Passage shown:
2006 - Pension Protection Act of 2006 (P.L. 109-280)
SEC. 1304. <<NOTE: 26 USC 1 note.>> QUALIFIED TUITION PROGRAMS.
    (a) Permanent Extension of Modifications.--Section 901 of the 
Economic Growth and Tax Relief Reconciliation Act of 2001 (relating to 
sunset provisions) shall not apply to section 402 of such Act (relating 
to modifications to qualified tuition programs).
   
    2006 - P.L. 109-222
    SEC. 510. INCREASE IN AGE OF MINOR CHILDREN WHOSE UNEARNED INCOME IS 
            TAXED AS IF PARENT'S INCOME.
    (a) In General.--Section <<NOTE: 26 USC 1.>> 1(g)(2)(A) (relating to 
    child to whom subsection applies) is amended by striking ``age 14'' and 
    inserting ``age 18''.
    (b) Treatment of Distributions From Qualified Disability Trusts.--
    Section 1(g)(4) (relating to net unearned income) is amended by adding 
    at the end the following new subparagraph:
                    ``(C) Treatment of distributions from qualified 
                disability trusts.--For purposes of this subsection, in 
                the case of any child who is a beneficiary of a 
                qualified disability trust (as defined in section 
                642(b)(2)(C)(ii)), any amount included in the income of 
                such child under sections 652 and 662 during a taxable 
                year shall be considered earned income of such child for 
                such taxable year.''.
    (c) Conforming Amendment.--Section 1(g)(2) is amended by striking 
    ``and'' at the end of subparagraph (A), by striking the period at the 
    end of subparagraph (B) and inserting ``, and'', and by inserting after 
    subparagraph (B) the following new subparagraph:
                    ``(C) such child does not file a joint return for 
                the taxable year.''.

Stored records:
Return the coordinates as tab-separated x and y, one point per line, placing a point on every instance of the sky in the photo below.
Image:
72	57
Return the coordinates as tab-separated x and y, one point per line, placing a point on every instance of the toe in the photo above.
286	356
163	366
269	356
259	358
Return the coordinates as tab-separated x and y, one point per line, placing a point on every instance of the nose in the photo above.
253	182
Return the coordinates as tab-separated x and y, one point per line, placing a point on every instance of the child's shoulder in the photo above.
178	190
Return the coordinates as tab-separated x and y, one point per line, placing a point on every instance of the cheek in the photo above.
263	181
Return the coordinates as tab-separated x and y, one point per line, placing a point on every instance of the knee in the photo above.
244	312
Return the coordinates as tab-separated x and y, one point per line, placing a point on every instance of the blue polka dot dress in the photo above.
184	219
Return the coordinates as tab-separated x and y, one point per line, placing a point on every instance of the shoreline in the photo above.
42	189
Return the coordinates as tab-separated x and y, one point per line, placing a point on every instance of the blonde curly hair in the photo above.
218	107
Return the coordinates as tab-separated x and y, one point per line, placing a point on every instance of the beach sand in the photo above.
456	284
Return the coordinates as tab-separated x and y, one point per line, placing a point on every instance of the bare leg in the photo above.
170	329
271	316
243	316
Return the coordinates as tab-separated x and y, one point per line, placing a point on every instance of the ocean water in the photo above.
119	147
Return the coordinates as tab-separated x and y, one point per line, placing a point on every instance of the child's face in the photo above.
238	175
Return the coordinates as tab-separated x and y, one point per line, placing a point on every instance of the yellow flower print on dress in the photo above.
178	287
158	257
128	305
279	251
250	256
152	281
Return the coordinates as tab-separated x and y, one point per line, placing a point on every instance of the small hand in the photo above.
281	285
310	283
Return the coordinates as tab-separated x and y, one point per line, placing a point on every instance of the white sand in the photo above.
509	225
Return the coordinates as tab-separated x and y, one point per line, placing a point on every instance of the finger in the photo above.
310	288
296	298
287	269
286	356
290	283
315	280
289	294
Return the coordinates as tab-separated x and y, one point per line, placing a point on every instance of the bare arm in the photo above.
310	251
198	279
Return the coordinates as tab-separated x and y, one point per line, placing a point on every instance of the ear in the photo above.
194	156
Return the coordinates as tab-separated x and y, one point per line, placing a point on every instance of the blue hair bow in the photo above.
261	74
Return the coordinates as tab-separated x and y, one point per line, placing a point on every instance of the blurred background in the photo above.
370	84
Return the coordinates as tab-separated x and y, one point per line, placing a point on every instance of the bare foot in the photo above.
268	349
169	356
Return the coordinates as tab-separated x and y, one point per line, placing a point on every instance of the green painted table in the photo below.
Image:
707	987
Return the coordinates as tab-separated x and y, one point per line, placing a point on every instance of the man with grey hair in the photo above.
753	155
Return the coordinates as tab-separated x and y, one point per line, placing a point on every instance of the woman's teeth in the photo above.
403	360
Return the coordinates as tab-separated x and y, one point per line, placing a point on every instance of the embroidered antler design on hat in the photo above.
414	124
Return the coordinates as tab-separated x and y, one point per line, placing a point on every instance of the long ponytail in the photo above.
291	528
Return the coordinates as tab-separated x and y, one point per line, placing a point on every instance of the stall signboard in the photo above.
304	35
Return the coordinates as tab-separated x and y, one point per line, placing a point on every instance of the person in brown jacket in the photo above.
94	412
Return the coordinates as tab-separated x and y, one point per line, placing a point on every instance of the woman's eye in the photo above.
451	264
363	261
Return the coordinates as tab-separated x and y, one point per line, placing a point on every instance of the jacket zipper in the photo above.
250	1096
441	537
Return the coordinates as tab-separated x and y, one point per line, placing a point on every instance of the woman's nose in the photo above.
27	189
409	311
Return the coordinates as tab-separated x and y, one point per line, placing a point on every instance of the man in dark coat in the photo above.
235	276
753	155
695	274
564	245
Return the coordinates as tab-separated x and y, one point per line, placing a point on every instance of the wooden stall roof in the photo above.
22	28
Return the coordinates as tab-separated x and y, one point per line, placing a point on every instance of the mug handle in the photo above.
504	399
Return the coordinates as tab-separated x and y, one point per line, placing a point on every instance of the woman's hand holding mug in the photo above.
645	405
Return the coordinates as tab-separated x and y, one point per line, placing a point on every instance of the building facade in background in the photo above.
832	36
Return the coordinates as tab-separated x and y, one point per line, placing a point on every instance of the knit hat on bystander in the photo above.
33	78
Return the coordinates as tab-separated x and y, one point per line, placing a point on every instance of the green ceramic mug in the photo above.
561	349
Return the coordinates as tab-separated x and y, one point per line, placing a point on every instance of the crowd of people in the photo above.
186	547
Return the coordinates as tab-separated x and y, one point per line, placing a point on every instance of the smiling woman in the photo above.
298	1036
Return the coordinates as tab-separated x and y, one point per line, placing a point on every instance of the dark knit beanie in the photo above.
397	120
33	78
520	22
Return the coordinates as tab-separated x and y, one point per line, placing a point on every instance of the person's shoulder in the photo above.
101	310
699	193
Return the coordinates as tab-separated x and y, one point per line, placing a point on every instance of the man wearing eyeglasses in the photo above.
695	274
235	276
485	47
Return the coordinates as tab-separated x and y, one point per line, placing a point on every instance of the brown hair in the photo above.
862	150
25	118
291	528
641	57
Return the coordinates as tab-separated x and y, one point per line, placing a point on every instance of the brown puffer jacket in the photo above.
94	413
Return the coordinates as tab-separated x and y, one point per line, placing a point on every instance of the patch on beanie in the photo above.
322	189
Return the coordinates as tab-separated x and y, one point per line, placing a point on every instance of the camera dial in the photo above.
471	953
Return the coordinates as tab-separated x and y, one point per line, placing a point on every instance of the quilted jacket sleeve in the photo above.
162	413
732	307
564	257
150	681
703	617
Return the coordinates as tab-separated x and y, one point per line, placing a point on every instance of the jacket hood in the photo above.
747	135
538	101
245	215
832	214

...

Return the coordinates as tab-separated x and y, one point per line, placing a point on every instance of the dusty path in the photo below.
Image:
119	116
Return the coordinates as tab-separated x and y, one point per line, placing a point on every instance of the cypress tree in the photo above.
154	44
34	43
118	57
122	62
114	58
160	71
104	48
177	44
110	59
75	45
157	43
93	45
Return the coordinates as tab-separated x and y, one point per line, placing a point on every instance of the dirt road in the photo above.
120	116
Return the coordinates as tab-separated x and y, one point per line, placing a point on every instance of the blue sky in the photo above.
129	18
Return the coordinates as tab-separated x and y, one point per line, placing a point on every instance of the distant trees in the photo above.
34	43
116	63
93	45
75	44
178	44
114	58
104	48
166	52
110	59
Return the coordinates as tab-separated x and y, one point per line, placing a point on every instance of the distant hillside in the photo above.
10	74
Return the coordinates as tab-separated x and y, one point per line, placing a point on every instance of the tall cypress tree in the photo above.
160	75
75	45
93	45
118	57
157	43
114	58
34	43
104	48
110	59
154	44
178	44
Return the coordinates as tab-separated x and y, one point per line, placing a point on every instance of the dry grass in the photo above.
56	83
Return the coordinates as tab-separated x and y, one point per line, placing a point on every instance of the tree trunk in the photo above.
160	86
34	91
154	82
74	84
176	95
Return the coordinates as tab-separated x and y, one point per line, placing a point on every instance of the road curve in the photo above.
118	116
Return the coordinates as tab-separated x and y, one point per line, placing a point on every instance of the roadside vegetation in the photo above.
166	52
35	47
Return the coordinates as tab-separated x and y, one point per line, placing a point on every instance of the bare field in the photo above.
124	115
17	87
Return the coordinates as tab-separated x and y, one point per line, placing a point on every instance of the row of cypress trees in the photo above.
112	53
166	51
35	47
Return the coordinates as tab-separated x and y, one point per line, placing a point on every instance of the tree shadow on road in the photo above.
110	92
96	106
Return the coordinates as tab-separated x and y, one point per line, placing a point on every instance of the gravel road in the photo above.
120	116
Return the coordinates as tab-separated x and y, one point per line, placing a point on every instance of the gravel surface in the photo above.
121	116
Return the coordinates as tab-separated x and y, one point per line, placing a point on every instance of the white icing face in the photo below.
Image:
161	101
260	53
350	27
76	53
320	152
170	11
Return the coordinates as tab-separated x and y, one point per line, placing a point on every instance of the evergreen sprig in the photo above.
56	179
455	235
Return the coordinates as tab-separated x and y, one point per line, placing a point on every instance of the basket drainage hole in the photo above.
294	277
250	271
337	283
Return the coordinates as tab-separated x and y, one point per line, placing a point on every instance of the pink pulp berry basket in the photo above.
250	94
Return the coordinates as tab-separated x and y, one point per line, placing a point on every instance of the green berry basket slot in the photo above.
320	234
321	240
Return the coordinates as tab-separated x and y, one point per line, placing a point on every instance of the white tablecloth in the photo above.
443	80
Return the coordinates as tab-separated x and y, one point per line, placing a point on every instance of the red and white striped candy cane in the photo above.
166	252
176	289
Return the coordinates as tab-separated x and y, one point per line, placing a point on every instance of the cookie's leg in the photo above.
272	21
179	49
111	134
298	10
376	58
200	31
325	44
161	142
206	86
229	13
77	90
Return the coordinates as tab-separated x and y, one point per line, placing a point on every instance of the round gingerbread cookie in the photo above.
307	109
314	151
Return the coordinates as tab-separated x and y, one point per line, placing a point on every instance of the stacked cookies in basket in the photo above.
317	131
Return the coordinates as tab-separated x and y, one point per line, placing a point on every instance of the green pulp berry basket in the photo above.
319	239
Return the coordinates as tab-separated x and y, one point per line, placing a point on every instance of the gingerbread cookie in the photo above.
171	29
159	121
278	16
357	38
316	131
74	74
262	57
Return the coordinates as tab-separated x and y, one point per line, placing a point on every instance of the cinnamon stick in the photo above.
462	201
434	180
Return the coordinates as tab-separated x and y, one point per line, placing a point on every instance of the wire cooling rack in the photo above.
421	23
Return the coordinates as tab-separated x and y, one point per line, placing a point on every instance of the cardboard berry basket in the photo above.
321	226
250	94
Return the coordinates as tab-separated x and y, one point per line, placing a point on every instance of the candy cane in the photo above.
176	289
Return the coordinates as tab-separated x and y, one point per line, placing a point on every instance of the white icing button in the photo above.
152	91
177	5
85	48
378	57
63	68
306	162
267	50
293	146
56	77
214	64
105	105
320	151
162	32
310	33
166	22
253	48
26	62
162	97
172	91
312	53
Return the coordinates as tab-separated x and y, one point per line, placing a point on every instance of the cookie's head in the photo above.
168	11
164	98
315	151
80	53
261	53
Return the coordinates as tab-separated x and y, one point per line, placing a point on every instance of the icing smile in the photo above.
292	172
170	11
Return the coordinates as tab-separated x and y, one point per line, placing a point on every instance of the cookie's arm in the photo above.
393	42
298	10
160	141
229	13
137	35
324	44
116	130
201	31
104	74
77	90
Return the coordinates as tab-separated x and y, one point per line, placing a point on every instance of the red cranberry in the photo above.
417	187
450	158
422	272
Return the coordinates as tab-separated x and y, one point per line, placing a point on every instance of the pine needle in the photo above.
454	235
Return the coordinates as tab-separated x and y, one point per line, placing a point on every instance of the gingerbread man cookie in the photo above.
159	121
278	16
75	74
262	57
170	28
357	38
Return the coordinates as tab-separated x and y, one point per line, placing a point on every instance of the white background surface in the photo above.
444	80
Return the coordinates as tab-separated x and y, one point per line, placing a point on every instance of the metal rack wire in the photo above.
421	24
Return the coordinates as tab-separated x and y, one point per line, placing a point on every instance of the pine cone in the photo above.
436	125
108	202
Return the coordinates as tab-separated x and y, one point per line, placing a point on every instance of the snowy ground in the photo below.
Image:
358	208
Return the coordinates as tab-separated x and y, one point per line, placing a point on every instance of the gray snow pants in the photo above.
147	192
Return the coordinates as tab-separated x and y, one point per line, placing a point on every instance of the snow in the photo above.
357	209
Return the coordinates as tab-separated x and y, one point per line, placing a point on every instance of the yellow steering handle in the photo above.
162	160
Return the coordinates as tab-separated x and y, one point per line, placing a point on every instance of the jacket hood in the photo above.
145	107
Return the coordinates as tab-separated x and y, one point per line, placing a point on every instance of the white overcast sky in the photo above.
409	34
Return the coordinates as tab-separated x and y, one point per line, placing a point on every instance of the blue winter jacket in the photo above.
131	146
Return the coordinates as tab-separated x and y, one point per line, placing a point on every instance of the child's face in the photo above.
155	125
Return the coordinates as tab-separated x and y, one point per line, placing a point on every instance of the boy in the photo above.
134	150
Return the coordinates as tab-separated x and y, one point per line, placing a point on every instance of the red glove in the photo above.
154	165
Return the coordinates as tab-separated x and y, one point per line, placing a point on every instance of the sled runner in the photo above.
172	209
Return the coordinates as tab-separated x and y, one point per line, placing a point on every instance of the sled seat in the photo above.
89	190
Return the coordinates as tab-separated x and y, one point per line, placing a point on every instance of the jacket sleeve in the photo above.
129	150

---

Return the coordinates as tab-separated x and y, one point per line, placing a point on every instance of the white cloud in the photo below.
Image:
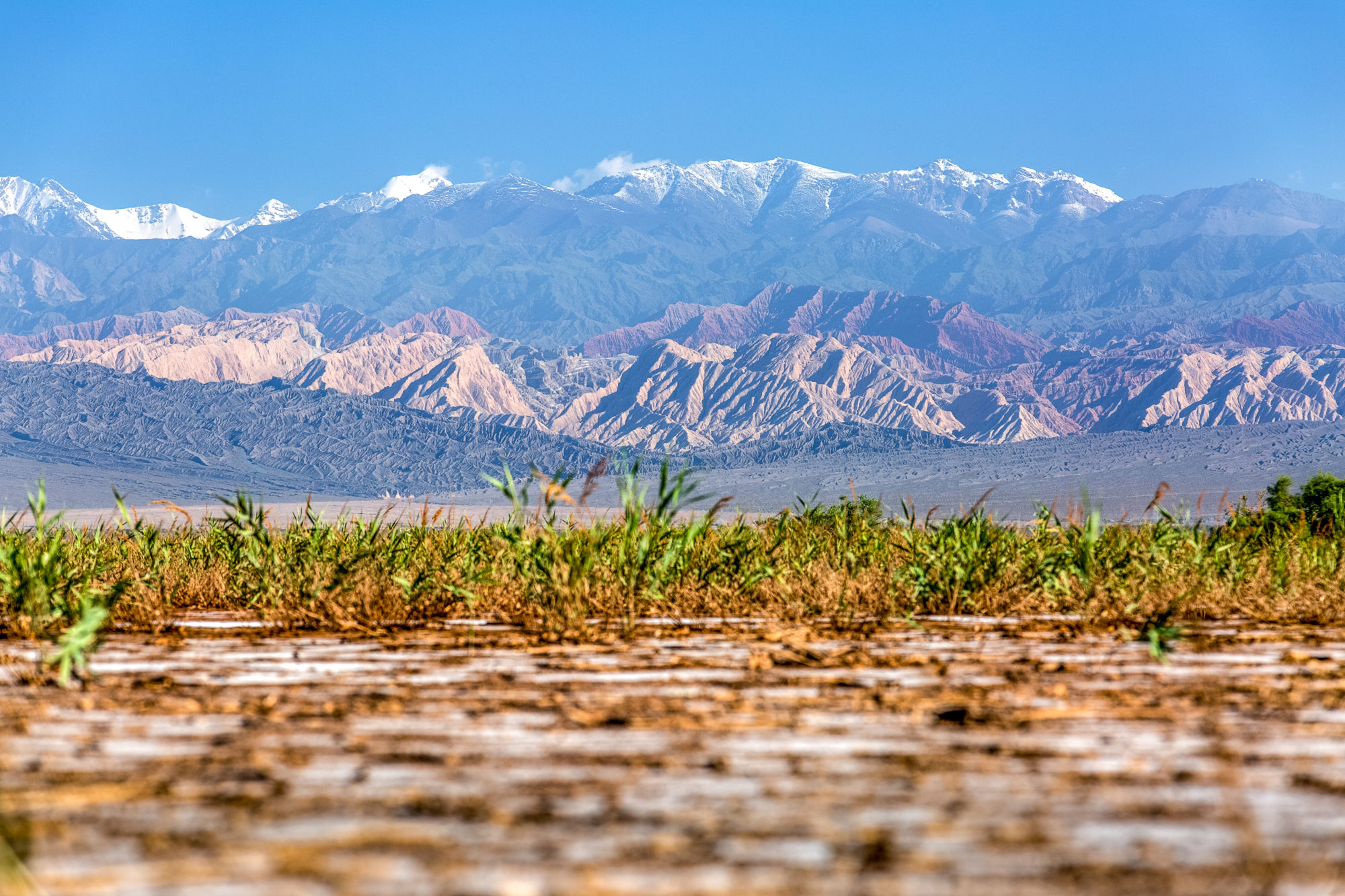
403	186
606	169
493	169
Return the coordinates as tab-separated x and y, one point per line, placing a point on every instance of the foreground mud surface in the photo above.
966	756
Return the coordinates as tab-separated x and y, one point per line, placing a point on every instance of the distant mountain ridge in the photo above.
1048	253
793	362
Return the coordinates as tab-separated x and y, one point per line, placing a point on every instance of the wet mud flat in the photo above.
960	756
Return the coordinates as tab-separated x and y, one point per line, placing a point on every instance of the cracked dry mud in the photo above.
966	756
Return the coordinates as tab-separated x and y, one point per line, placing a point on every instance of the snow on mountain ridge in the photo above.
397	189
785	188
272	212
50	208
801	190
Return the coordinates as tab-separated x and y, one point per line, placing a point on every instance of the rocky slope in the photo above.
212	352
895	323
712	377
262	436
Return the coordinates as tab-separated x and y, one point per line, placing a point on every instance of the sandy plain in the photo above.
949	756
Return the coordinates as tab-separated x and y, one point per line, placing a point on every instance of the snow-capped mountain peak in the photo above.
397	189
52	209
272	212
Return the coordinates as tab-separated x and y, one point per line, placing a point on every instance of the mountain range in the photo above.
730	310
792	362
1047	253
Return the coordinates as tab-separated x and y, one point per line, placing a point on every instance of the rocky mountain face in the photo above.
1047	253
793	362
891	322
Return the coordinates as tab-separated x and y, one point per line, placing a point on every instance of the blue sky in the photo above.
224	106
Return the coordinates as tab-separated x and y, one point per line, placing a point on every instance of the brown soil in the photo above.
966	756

Assignment 1: In the tax law excerpt, list the heading of every lettered subsection of SEC. 1304 and SEC. 510. Leave out the quoted subparagraphs that the amendments insert.
Assignment 2:
Answer these questions from the tax law excerpt:
(a) What age does SEC. 510(a) insert in place of "age 14"?
(b) Which section of the Economic Growth and Tax Relief Reconciliation Act of 2001 relates to modifications to qualified tuition programs?
(c) What condition does the new subparagraph (C) added to Section 1(g)(2) state?
Assignment 3: Go on with the tax law excerpt, starting after its final line.

Response area 1:
Permanent Extension of Modifications
In General
Treatment of Distributions From Qualified Disability Trusts
Conforming Amendment

Response area 2:
(a) Age 18.
(b) Section 402.
(c) The child does not file a joint return for the taxable year.

Response area 3:
    (d) Effective Date.--The <<NOTE: 26 USC 1 note.>> amendments made by 
    this section shall apply to taxable years beginning after December 31, 
    2005.

     2006 - P.L. 109-222: 
     SEC. 102. CAPITAL GAINS AND DIVIDENDS RATES.
     Section 303 of the Jobs and Growth Tax Relief Reconciliation Act of 
     2003 is <<NOTE: 26 USC 1 note.>> amended by striking ``December 31, 
     2008'' and inserting ``December 31, 2010''.

     2004 - Pub. L. 108-357, Sec. 413(c)(1). Section 1(h) is amended in
     paragraph (10), by inserting ``and'' at the end of subparagraph (F),
     by striking subparagraph (G), and by redesignating subparagraph (H)
     as subparagraph (G), and  by striking ``a foreign personal holding
     company (as defined in section 552), a foreign investment company
     (as defined in section 1246(b)), or'' in paragraph (11)(C)(iii).

     2004 - Pub.L. 108-311, Sec 105.  APPLICATION OF EGTRRA SUNSET TO 
     THIS TITLE.
    Each amendment made by this title shall be subject to title IX of 
    the Economic Growth and Tax Relief Reconciliation Act of 2001 to the 
    same extent and in the same manner as the provision of such Act to which 
    such amendment relates.

    2004 - Subsec.408(a)(2),Pub.L.108-311, made clerical
    amendments to Sec.1(h)(6)(A)(ii)(I) and (II) by striking
    "(5)(A)" and "(5)(B)" and inserting "(4)(A)" and "(4)(B)".
    2004 - Pub. L. 108-311, Sec. 402.  Section 1(h)(1)(D) is 
    amended by inserting ``(determined without regard to paragraph (11))''
    after ``net capital gain''; Subclause (I) of section 1(h)(11)(B)(iii)
    is amended: by striking ``section 246(c)(1)'' and inserting 
    ``section 246(c)'',and by striking ``120-day period'' and inserting 
    ``121-day period'', and by striking ``90-day period'' and inserting 
    ``91-day period''; Clause (ii) of section 1(h)(11)(D) is amended by 
    striking ``an individual'' and inserting ``a taxpayer to whom 
    this section applies''.

      2003 - Subsec. 301(a)(1), Pub L. 108-27 amends Sec 1(h)(1)(B)
       as follows: striking ``10 percent'' and inserting ``5 percent   
      (0 percent in the case of taxable years beginning after 2007)''.
       Sec.1(h)(1)(C) is also amended to change 20% to 15%.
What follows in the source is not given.